======== Texte fourni ========

« Une Suisse sans armée » n°32, hiver 1996, pp. 14-15
C’est important la mémoire: elle nous protège de l’indifférence. Vieux dicton, et pourtant, elle devrait nous protéger de l’indifférence.
Récemment, le GSsA invitait quelques historiens à se pencher sur la période du milieu du 19ème siècle, celle de James Fazy et de ses amis. Les revendications des droits du peuple et de sa représentation dans les conseils, jusqu’alors réservés à la bourgeoisie. Mise à jour de la Constitution de 1848 (qui nous régit encore). «De cette période au début du 20ème siècle va régner un pouvoir, « radical » laissant aux possédants d’engranger davantage et aux possédés, toujours plus nombreux par le développement de l’ère industrielle, de désengranger» (Albert Picot). Ce constat émane d’un historien, aujourd’hui disparu. Il relève aussi que, «… jusqu’en 1914, les étrangers représentaient à Genève, plus du tiers de la population ne disposant pas du droit de vote, n’ont donc pas ou peu d’influence sur la vie genevoise et sont pratiquement exclus du débat politique. C’est l’époque du régime radical, sans partage».

======== Section des données ========

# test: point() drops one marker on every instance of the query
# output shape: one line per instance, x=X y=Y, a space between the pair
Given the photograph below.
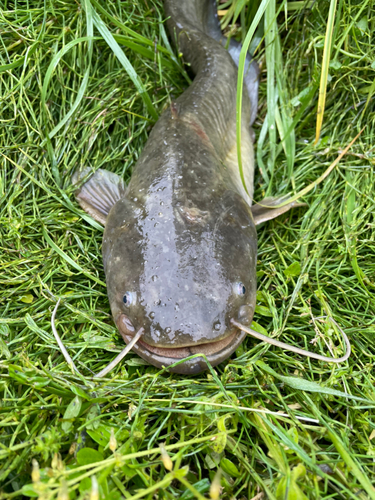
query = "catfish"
x=180 y=242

========

- _Tâches à réaliser_:
[1] D'après le texte fourni, quelle Constitution nous régit encore ?
[2] Réécrivez les lignes des enregistrements sous forme de liste JSON de chaînes, à raison d'une chaîne par ligne, en omettant les lignes vides. Ne faites pas figurer les images dans la réponse.
Le texte fourni et les enregistrements n'ont aucun rapport entre eux.

- _Réponses par tâche_:
[1] La Constitution de 1848.

[2]
[
  "# test: point() drops one marker on every instance of the query",
  "# output shape: one line per instance, x=X y=Y, a space between the pair",
  "Given the photograph below.",
  "query = \"catfish\"",
  "x=180 y=242"
]